◆ **TO-DO ITEM**:
Please reproduce, character for character, the material from the line with "155L77 156L119 126ZM320" up to and including the line with "positive clicks: (1, 136)".

================================

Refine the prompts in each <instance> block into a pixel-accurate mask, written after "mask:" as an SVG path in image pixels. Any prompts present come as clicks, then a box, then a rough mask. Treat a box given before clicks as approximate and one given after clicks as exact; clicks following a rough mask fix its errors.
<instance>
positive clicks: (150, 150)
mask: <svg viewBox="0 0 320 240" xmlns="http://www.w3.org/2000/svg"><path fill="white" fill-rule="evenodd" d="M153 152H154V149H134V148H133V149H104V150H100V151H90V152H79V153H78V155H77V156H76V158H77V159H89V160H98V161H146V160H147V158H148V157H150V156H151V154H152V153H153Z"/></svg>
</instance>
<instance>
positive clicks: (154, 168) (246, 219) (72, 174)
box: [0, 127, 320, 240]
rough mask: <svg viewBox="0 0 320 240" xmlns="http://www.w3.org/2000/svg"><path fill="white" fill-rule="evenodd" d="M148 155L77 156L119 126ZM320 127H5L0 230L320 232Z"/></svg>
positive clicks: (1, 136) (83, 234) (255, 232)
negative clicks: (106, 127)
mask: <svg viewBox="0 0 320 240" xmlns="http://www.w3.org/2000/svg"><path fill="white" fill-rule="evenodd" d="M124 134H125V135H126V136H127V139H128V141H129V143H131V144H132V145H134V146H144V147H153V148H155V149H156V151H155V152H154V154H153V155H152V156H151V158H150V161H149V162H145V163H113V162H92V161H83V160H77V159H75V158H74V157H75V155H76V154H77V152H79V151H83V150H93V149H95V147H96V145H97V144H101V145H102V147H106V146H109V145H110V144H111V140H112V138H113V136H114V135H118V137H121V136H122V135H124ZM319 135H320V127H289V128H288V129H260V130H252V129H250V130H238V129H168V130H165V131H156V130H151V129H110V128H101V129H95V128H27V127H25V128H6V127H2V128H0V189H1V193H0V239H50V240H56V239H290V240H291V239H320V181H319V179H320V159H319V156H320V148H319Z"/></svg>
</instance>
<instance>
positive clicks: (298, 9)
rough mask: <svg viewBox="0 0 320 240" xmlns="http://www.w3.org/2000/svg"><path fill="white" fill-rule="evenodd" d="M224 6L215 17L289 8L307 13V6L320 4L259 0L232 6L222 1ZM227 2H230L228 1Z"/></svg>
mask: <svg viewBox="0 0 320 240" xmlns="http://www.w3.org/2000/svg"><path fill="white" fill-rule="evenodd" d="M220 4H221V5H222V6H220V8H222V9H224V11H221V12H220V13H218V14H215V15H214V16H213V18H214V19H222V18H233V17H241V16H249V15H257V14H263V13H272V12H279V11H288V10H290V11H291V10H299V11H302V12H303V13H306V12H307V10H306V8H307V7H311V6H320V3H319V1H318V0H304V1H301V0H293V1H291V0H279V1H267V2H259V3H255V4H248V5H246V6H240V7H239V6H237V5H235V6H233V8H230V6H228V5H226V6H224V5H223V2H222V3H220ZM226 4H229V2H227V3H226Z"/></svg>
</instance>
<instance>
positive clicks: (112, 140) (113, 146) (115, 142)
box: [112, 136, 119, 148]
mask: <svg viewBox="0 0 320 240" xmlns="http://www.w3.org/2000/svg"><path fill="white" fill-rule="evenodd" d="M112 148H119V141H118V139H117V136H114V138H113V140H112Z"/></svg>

================================

◆ **PROBLEM SOLUTION**:
rough mask: <svg viewBox="0 0 320 240" xmlns="http://www.w3.org/2000/svg"><path fill="white" fill-rule="evenodd" d="M148 155L77 156L119 126ZM320 127H5L0 230L320 232Z"/></svg>
positive clicks: (1, 136) (83, 234) (255, 232)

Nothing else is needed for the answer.